(Data extracted from a collection)
=== Begin Enclosure ===

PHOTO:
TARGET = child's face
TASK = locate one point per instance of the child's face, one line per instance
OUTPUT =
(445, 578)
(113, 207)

=== End Enclosure ===

DIRECTIONS:
Exact copies of every record above are required.

RESPONSE:
PHOTO:
TARGET = child's face
TASK = locate one point per instance of the child's face, one line per instance
OUTPUT =
(445, 578)
(113, 207)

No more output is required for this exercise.